* [제시문]:

━━━━ ◇ ━━━━

정보보안실무/웹

웹 크롤링과 빅데이터 분석

2023. 4. 16. 17:05

728x90

https://www.w3schools.com/ (백엔드 개발자들이 많이 이용하는 사이트)

크롤링(crawling)은 웹페이지를 그대로 가져와서 거기서 데이터를 추출해 내는 행위.

스크레핑(scraping)은 원하는 정보만 가져와 데이터를 추출해 내는 행위

#구글로 이동해서 로그인하세요를 만들고 싶을 때
<html>
</head>
    <title>yw 홈페이지</title>
    </head>
<body>
    <hl> 안녕하세요 yw입니다. </body>
    <input type = "text" value="아이디를 입력하세요 : ">
    <input type = "password"> #로그인을 하는 창 
        <input type = "button" value="로그인">
        <a href="http://google.com">구글 이동하기</a>
</body>
</html>

# xpath(XML path language)

import requests
from requests import status_codes

res = requests.get("http://naver.com")
res.raise_for_status()
#print("응답 코드 :", res.status_code)

print(len(res.text))
print(res.text)

[점 위치 지정 기록]
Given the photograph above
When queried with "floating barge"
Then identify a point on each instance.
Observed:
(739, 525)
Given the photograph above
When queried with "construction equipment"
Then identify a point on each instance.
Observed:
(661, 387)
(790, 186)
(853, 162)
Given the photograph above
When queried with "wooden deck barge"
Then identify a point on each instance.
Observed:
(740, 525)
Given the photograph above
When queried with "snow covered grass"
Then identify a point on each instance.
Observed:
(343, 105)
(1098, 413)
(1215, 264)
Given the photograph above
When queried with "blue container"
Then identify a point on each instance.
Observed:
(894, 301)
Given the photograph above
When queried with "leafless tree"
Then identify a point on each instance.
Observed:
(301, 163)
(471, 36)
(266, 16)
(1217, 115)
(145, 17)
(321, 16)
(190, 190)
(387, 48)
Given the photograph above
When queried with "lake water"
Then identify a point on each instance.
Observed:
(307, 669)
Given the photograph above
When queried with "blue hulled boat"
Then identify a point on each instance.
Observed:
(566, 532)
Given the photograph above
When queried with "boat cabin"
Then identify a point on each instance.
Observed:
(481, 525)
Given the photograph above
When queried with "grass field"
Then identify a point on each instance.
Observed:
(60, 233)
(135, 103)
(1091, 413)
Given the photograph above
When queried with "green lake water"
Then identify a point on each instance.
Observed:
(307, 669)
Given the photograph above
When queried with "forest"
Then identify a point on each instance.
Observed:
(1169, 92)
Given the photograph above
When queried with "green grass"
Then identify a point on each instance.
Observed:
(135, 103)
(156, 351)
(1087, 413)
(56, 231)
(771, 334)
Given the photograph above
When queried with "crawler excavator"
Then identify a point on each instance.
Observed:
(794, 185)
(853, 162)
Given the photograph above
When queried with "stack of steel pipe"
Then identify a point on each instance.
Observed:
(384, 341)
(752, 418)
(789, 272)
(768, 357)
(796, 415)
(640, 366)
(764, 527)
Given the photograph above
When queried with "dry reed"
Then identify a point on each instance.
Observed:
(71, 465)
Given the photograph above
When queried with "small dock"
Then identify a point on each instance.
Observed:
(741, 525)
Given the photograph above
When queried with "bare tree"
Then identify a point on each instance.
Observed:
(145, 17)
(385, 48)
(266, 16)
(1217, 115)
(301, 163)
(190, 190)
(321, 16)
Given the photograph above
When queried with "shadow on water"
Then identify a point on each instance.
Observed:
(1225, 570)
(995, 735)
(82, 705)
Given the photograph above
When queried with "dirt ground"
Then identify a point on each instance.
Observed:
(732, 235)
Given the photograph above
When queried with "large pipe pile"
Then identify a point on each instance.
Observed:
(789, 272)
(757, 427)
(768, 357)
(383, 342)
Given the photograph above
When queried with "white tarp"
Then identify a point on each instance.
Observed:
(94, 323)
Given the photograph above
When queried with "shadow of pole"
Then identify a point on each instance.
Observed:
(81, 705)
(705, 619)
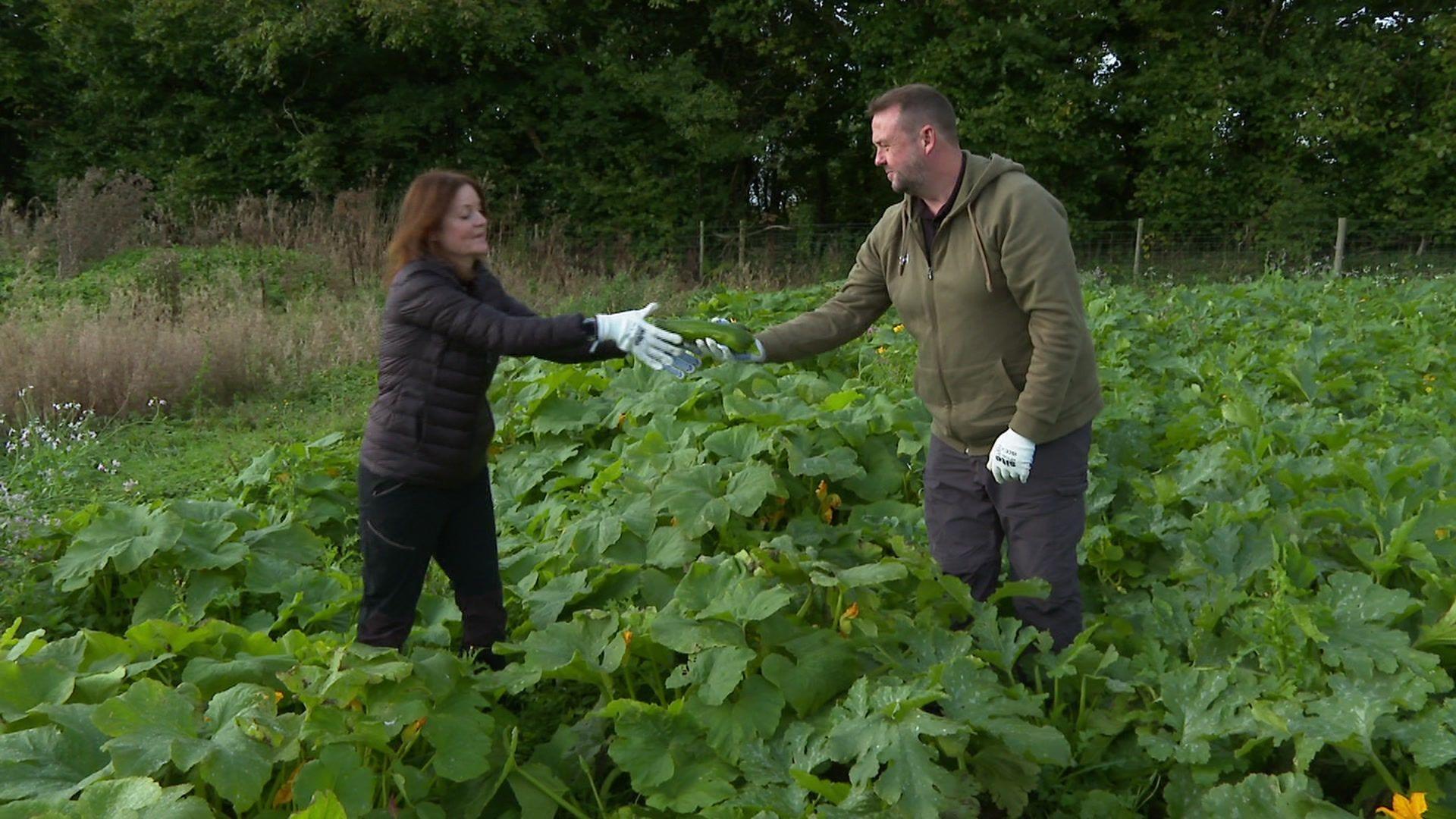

* [과제 구성]:
- 1) 위 웹 크롤링 글에서 "import requests"로 시작해 "print(res.text)"에 이르는 부분 전체를 그대로 옮겨 출력하시오.
- 2) 위 항목 가운데 "pipe"라는 문자열을 포함하는 줄을 모두 찾아 보고하시오. 대문자와 소문자는 구별한다.

* [풀이]:
- 1)
import requests
from requests import status_codes

res = requests.get("http://naver.com")
res.raise_for_status()
#print("응답 코드 :", res.status_code)

print(len(res.text))
print(res.text)

- 2)
When queried with "stack of steel pipe"
When queried with "large pipe pile"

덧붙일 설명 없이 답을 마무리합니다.